_To do_
Make an exact copy of all the data.
* * * * * * *
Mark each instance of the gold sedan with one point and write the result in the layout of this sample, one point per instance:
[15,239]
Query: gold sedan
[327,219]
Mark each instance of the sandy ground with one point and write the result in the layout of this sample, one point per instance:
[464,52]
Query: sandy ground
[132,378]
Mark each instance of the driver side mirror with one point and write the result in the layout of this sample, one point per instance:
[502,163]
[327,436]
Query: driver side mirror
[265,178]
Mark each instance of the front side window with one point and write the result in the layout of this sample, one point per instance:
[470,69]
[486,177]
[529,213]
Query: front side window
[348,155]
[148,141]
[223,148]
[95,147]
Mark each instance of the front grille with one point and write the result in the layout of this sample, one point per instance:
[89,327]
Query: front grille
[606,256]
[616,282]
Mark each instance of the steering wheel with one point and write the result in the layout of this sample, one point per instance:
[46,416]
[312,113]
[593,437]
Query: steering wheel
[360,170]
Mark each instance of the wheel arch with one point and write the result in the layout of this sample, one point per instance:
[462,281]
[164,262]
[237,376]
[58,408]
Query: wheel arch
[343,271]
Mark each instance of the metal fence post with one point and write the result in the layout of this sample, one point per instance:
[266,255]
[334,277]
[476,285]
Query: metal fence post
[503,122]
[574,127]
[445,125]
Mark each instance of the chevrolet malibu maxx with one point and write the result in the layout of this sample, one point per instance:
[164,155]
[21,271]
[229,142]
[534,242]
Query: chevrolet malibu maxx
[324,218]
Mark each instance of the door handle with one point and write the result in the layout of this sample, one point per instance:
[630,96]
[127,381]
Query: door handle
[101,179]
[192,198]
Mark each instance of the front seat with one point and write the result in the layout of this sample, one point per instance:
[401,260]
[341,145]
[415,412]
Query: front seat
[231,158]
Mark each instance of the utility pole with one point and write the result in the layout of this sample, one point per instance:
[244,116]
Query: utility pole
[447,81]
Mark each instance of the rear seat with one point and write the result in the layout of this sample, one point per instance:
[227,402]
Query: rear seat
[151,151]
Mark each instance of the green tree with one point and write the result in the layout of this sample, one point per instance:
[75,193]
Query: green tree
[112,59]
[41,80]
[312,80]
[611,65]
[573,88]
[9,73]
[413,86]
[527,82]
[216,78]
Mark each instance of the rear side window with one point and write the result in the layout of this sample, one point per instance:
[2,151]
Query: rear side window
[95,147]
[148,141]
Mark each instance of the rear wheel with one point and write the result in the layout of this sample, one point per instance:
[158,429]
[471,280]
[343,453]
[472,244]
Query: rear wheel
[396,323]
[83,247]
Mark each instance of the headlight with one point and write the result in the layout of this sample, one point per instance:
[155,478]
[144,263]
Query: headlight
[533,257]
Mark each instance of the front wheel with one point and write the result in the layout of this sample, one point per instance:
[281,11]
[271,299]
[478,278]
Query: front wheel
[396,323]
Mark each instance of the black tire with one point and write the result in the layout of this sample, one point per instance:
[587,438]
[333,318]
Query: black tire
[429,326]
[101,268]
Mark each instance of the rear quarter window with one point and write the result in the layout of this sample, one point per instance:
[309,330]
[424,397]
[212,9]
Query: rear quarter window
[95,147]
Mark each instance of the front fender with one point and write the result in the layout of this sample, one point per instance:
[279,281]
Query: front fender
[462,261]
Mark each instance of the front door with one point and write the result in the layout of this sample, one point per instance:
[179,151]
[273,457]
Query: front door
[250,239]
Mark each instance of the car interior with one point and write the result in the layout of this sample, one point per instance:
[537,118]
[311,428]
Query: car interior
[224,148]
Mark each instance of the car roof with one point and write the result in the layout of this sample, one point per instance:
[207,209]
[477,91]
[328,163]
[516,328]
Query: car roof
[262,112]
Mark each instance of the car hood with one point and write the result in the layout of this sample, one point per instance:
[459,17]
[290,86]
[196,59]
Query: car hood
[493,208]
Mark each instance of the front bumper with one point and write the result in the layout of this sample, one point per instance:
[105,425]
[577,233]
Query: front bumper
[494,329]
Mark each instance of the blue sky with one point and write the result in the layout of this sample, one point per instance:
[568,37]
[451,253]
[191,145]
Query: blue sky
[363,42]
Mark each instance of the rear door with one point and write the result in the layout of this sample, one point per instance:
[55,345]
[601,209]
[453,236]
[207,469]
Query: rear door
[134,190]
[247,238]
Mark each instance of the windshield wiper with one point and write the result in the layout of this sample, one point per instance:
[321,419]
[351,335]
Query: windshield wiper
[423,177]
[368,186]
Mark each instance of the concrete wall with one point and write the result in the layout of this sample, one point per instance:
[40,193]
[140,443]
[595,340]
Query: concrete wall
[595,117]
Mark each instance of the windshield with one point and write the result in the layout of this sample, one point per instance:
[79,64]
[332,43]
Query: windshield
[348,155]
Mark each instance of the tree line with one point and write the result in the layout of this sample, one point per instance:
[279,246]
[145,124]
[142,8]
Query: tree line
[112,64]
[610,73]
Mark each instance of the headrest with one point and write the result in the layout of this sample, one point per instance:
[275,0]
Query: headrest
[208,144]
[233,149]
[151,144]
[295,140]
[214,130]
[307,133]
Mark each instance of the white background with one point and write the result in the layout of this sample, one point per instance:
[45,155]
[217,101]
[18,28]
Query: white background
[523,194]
* * * * * * *
_Task answer_
Mark each instance of the gold sedan with one point and write the result in the layout of this sample, one point per instance:
[15,239]
Query: gold sedan
[327,219]
Mark each instance of the sandy ground with one point and write the result in the layout of this sample, one point per instance:
[464,52]
Query: sandy ground
[132,378]
Mark each instance of the driver side mirror with one point and write the result in the layout of this sample, one point per instance:
[502,163]
[327,436]
Query: driver side mirror
[265,178]
Mark each instance of the front side window with one point and write the result in the layout of this sample, one point per instance:
[470,69]
[486,177]
[529,213]
Query: front side window
[348,155]
[148,141]
[223,148]
[95,147]
Mark each instance of the front grille with one point and write the result in the layout of this sample, one point per instance:
[89,327]
Query: front grille
[606,256]
[616,282]
Mark each instance of the steering wheel with one point and write the result in the layout of this sample, one point per instance:
[46,416]
[312,113]
[593,437]
Query: steering wheel
[360,170]
Mark each instance of the wheel arch with one point and write the result in the layout of this sample, one point per instance:
[462,281]
[164,262]
[237,376]
[58,408]
Query: wheel arch
[343,271]
Mark each instance of the metal fence post with one point and write the result in the layout of this sample, one point per instance:
[266,255]
[334,277]
[476,285]
Query: metal fence post
[503,122]
[574,127]
[445,125]
Mark each instance of the chevrolet malibu maxx with one point and write the result in the layout of this sample, one point per instance:
[164,155]
[21,271]
[229,142]
[534,242]
Query: chevrolet malibu maxx
[324,218]
Mark each instance of the door handle with one point and write the result in the layout of this sample, one point per instance:
[630,96]
[127,381]
Query: door handle
[101,179]
[192,198]
Mark each instance of the front seat with one point and write the result in the layout of this sample, one point per instance:
[401,260]
[341,145]
[415,412]
Query: front seat
[231,158]
Mark each instance of the utility pole with one point and write the result in the layout of this sample, one point per instance:
[244,116]
Query: utility pole
[447,81]
Mark each instance of the rear seat with one point and write the result in the layout of this sample, one point per instance:
[227,402]
Query: rear seat
[151,151]
Mark each instance of the green tree with one point and write the result in the layout of this sample, one point per instance:
[75,193]
Query: green tree
[112,59]
[41,80]
[312,80]
[611,65]
[573,88]
[9,73]
[413,86]
[527,82]
[216,78]
Mark each instance of the rear side window with one point and write the result in the layout of this sample, one point per instance:
[2,151]
Query: rear side window
[95,147]
[148,141]
Mark each instance of the rear wheel with one point and write the result in the layout of this sample, one point per instance:
[158,429]
[471,280]
[343,453]
[472,244]
Query: rear wheel
[396,323]
[83,247]
Mark each instance of the headlight with one point and write the result in the layout of this sample, one point per instance:
[155,478]
[144,263]
Query: headlight
[533,257]
Mark each instance of the front wheel with one point and write the result in the layout of this sample, one point per instance:
[281,11]
[271,299]
[478,278]
Query: front wheel
[396,323]
Mark each instance of the black tire with one point and write the result in the layout of this sample, one point per instance:
[587,438]
[333,318]
Query: black tire
[429,326]
[101,268]
Mark each instance of the rear quarter window with one point and write the result in the layout of this sample, one point per instance:
[309,330]
[424,397]
[212,9]
Query: rear quarter window
[95,147]
Mark each instance of the front fender with one point and write the result in the layout of this sample, one point per instance:
[279,281]
Query: front fender
[462,261]
Mark each instance of the front door with one point and write the result in the layout of this sample, one point per instance:
[179,151]
[273,457]
Query: front door
[250,239]
Mark each instance of the car interior with one point and write the result in the layout of this sample, one point per instance:
[537,118]
[311,428]
Query: car interior
[224,148]
Mark each instance of the car roof with one point and write the result in the layout of this sample, one point per instance:
[207,209]
[477,91]
[328,163]
[516,328]
Query: car roof
[262,112]
Mark each instance of the car hood with one point and write the result in the layout of this sample, one point per instance:
[459,17]
[290,86]
[196,59]
Query: car hood
[493,208]
Mark each instance of the front bumper with one point and write the result in the layout of this sample, one point per instance:
[105,425]
[577,233]
Query: front bumper
[494,329]
Mark each instance of the blue sky with one point and write the result in the layout of this sample, one point per instance:
[568,37]
[451,253]
[191,145]
Query: blue sky
[363,42]
Mark each instance of the rear door with one point and write the result in the layout of this sample, one point per instance:
[55,345]
[601,209]
[453,236]
[207,469]
Query: rear door
[134,190]
[247,238]
Mark each instance of the windshield wiper with one point and write the result in the layout of this sample, one point per instance:
[321,419]
[351,335]
Query: windshield wiper
[423,177]
[368,186]
Mark each instance of the concrete wall with one point and write the result in the layout of this sample, one point per instance:
[40,193]
[140,443]
[595,340]
Query: concrete wall
[595,117]
Mark each instance of the windshield with one point and write the result in the layout of this sample, one point per instance:
[79,64]
[332,43]
Query: windshield
[348,155]
Mark each instance of the tree line with one point and write the result in the layout of this sample, one point per instance:
[279,246]
[145,124]
[142,8]
Query: tree line
[112,64]
[610,73]
Mark each instance of the headrest with one point and write the result in the layout of this sample, one point per instance:
[275,0]
Query: headrest
[208,144]
[233,149]
[151,144]
[295,140]
[214,130]
[307,133]
Mark each instance of the white background with one point and write the result in the layout of this sample, one point per instance:
[45,155]
[217,101]
[18,28]
Query: white background
[523,194]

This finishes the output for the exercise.